When two amino acids bond to each other through their side chains, they normally do so through a disulfide bond. The particular side chain involved is the sulfhydryl group (-SH). Oxidation of the thiol group yields a disulfide (S-S) bond. The presence of S-S then helps to maintain the tertiary structure of the protein. An amino acid that commonly forms S-S bonds in proteins in cysteine. When two cysteines are bonded by an S-S bond, the resulting molecule between the two protein chains is called cystine. The figure below shows the formation of a disulfide bond. The R on each side group represents the remainder of the amino acid.
R R | | SH S oxidation-> | + 2H SH S | | R R
In proteins that contain more than one disulfide bond, proper pairing of the cysteine residues is important for normal structure and activity.

PROBLEMS AND TASKS |
1) Please output the passage on disulfide bonds from "When two amino" to "the amino acid.", copied word for word.
2) Carry the passage on disulfide bonds forward from its final sentence.

INFORMATION SUPPLIED |
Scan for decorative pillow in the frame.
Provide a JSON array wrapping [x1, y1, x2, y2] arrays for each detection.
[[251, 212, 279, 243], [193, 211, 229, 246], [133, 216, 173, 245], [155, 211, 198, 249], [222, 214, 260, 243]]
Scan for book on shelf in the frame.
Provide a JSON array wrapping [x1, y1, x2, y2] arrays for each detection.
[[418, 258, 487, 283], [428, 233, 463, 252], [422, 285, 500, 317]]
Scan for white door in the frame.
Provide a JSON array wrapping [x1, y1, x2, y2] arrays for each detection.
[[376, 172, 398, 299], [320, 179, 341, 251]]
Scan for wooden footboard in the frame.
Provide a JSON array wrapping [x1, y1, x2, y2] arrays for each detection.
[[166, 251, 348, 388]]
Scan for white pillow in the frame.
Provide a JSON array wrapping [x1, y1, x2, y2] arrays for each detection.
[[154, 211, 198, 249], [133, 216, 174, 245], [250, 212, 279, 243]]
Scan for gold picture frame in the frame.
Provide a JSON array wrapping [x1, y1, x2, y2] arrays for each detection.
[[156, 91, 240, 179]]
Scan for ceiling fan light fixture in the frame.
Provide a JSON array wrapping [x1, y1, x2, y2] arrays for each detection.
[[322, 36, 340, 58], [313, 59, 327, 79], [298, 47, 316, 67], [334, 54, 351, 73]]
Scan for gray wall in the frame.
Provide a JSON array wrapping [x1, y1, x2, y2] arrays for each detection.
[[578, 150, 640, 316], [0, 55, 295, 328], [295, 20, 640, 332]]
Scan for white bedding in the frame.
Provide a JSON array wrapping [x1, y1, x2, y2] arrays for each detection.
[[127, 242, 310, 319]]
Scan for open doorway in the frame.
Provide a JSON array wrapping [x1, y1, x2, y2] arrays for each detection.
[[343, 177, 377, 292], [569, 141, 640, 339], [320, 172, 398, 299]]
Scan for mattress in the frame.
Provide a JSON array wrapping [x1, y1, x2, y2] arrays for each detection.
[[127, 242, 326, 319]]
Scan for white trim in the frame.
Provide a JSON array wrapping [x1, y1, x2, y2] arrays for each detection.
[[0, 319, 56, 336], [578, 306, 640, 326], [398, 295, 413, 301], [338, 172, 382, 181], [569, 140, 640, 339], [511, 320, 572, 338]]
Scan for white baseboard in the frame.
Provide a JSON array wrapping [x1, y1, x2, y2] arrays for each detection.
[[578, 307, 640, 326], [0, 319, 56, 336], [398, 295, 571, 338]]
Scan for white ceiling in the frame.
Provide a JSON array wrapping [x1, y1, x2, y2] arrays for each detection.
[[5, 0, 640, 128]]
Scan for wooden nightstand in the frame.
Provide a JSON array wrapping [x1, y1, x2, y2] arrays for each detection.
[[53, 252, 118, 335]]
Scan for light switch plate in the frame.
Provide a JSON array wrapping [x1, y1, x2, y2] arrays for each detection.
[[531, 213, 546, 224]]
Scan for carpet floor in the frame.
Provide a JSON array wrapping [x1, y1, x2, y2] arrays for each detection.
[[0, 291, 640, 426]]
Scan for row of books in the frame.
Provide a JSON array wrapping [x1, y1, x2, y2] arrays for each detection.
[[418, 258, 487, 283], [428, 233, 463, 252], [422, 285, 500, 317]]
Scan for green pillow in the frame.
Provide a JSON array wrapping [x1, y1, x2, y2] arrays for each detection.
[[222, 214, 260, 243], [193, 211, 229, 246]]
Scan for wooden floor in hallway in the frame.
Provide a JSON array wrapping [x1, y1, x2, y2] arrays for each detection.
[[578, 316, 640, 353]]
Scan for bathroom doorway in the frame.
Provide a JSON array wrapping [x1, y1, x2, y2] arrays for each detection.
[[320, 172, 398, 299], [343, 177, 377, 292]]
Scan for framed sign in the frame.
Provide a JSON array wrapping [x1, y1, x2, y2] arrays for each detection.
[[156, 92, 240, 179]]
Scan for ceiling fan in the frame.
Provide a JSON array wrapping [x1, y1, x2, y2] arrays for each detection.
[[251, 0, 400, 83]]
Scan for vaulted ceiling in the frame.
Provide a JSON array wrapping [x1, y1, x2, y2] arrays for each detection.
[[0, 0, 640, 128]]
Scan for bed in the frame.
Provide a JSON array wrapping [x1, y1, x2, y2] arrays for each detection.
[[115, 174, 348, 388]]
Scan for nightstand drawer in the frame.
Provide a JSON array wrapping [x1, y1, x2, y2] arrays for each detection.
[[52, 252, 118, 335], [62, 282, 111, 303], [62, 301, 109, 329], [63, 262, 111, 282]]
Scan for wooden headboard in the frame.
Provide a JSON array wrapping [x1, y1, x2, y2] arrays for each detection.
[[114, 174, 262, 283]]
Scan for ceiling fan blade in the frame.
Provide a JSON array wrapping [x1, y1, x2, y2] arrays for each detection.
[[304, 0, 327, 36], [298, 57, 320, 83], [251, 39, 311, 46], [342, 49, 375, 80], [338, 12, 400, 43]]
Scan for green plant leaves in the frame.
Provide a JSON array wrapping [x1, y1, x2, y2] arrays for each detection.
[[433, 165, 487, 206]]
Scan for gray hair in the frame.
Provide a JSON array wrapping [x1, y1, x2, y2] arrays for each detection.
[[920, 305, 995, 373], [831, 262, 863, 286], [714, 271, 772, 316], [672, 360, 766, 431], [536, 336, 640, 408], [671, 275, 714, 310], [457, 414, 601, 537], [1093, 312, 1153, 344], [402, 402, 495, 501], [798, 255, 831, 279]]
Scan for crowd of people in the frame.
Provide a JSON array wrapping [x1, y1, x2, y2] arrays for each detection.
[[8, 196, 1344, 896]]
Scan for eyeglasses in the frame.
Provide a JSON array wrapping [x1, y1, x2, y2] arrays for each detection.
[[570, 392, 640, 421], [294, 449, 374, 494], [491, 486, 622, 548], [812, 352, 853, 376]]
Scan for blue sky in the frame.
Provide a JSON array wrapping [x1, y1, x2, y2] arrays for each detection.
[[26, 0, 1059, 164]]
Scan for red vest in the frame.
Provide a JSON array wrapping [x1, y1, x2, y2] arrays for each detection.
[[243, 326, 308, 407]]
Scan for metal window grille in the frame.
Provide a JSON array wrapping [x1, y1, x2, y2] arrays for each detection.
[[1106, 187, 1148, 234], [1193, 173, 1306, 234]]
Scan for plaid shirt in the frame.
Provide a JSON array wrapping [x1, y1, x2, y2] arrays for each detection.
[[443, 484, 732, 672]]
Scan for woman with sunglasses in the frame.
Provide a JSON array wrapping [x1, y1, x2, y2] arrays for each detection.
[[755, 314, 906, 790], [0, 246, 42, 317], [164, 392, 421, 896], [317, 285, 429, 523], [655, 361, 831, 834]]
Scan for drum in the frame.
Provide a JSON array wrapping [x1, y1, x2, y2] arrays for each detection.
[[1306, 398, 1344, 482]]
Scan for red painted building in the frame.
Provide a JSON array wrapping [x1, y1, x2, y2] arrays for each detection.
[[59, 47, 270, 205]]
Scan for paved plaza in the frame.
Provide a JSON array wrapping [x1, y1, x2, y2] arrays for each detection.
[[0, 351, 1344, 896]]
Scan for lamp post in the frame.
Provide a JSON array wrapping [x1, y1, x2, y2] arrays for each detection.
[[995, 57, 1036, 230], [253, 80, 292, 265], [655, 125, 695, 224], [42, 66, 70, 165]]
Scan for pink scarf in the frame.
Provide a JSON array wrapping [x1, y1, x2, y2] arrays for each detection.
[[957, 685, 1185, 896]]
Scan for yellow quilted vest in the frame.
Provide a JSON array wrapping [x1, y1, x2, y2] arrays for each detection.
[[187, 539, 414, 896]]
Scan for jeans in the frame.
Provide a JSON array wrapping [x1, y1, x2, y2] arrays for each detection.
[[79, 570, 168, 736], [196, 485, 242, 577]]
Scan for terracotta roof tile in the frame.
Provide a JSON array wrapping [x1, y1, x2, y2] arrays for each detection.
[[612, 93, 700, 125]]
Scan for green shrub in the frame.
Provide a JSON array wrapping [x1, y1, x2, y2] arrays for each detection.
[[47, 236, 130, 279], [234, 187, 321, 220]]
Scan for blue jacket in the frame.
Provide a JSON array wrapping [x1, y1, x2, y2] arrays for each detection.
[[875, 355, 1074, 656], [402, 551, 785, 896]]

RESPONSES TO THE EXERCISE |
1)
When two amino acids bond to each other through their side chains, they normally do so through a disulfide bond. The particular side chain involved is the sulfhydryl group (-SH). Oxidation of the thiol group yields a disulfide (S-S) bond. The presence of S-S then helps to maintain the tertiary structure of the protein. An amino acid that commonly forms S-S bonds in proteins in cysteine. When two cysteines are bonded by an S-S bond, the resulting molecule between the two protein chains is called cystine. The figure below shows the formation of a disulfide bond. The R on each side group represents the remainder of the amino acid.

2)
Disulfide bonds play an imporant protective role for bacteria as a reversible switch that turns a protein on or off when bacterial cells are exposed to oxidation reactions. Hydrogen peroxide (H2O2) in particular can severely damage DNA and kill the bacterium at low concentrations if it weren't for the protective action of the SS-bond.
In eukaryotic cells, disulfide bonds are formed in the lumen of the RER (rough endoplasmic reticulum) but not in the cytosol. Thus disulfide bonds are found only in secretory proteins, lysosomal proteins, and the exoplasmic domains of membrane proteins.
Hair is a biological polymer, with over 90% of its dry weight made of proteins called keratins. Under normal conditions, human hair contains around 10% water, which modifies its mechanical properties considerably. Hair proteins are held together by disulfide bonds, from the amino acid cysteine. These links are very robust: for example, virtually intact hair has been recovered from ancient Egyptian tombs. Different parts of the hair have different cysteine levels, leading to harder or softer material. Breaking and making disulfide bonds governs the phenomenon of wavy or frizzy hair.